──────── Texto seleccionado

La bici permite ir a cualquier lado
Hay algo que se repitió cada vez que emprendí alguna de esas aventuras: sentí que valía la pena y que podía hacerlo. Es que la bici me permite ir a donde quiero sólo con tener las ruedas infladas. La bicicleta no paga patente ni seguro, no consume combustible, no contamina y ocupa mucho menos espacio en las calles que un auto. Pero también ejercita mis músculos y despeja mi cabeza, me da libertad y me inspira.
Admiro mucho a mi amigo y colega Hernán Maglione: aunque no tiene bici propia, el año pasado recorrió casi 8.000 kilómetros por la ciudad en bicicletas públicas. En la redacción del diario muchas veces nos juntamos a conversar sobre pasiones comunes como el trabajo, los viajes, las ciudades o el fútbol. De lo que más hablamos, sin embargo, es de nuestros raids urbanos en bici.

────────────────
──────── Material mostrado

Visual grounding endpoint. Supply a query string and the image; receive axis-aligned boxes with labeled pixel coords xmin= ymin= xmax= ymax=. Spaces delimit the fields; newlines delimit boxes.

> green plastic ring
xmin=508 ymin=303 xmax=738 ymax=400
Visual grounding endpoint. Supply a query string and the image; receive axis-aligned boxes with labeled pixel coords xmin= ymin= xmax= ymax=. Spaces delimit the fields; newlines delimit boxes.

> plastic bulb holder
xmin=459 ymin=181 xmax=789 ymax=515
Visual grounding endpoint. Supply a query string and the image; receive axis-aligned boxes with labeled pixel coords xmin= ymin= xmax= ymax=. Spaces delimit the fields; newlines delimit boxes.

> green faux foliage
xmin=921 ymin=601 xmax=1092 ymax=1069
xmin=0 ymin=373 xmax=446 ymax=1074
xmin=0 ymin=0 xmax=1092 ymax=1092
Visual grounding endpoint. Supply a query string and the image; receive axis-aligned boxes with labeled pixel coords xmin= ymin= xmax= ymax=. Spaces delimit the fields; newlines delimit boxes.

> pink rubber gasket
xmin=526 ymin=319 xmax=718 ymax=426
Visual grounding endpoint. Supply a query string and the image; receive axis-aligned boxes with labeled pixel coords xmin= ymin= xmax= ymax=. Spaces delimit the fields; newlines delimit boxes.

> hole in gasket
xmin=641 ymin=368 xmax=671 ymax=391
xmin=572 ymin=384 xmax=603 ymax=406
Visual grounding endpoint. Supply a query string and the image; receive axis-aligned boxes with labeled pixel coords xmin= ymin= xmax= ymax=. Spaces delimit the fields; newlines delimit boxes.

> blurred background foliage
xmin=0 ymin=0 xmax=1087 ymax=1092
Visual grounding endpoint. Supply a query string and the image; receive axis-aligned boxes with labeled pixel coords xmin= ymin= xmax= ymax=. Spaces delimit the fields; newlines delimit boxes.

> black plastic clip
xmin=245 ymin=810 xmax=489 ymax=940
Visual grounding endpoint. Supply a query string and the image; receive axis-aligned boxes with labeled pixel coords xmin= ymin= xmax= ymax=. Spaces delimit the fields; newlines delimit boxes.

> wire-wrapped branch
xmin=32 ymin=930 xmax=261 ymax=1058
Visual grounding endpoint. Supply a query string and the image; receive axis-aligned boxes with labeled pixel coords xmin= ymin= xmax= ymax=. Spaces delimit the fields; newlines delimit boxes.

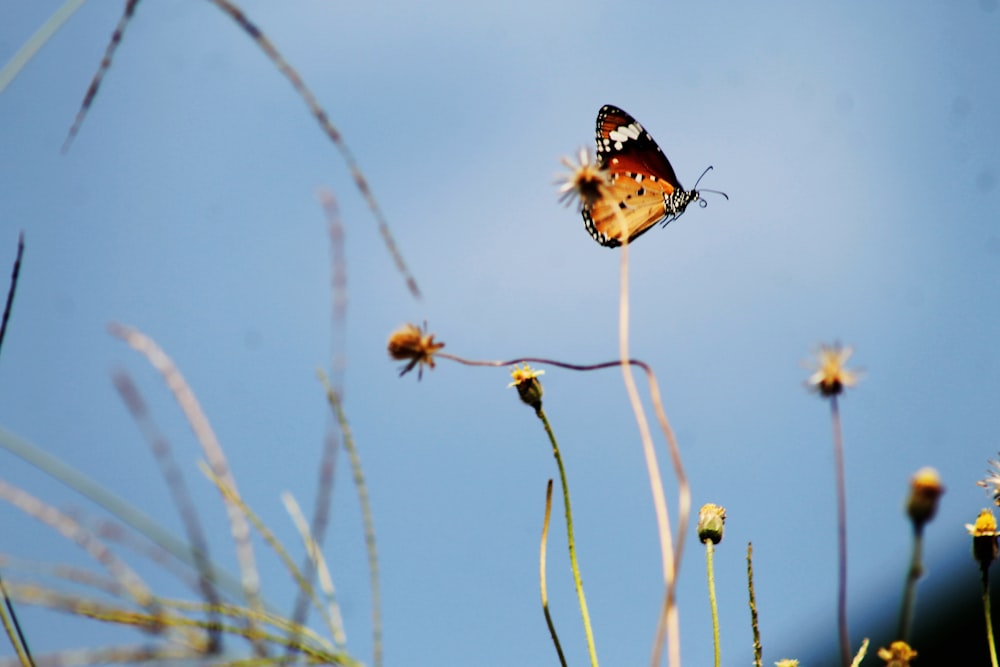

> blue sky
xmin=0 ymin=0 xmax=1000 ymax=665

────────────────

Tarea :: Continúa el texto sobre andar en bicicleta a partir de su última oración.

Respuesta esperada ::
Al final del día, cuando salgo del trabajo, no podría sucederme algo mejor que volver a casa en bicicleta. La ciudad está más vacía y silenciosa, como los domingos a la mañana o los feriados. Recorrerla cuando reina la calma es una experiencia placentera, sana y económica. Ya no me imagino haciendo ese viaje en un vehículo a motor. No lo necesito.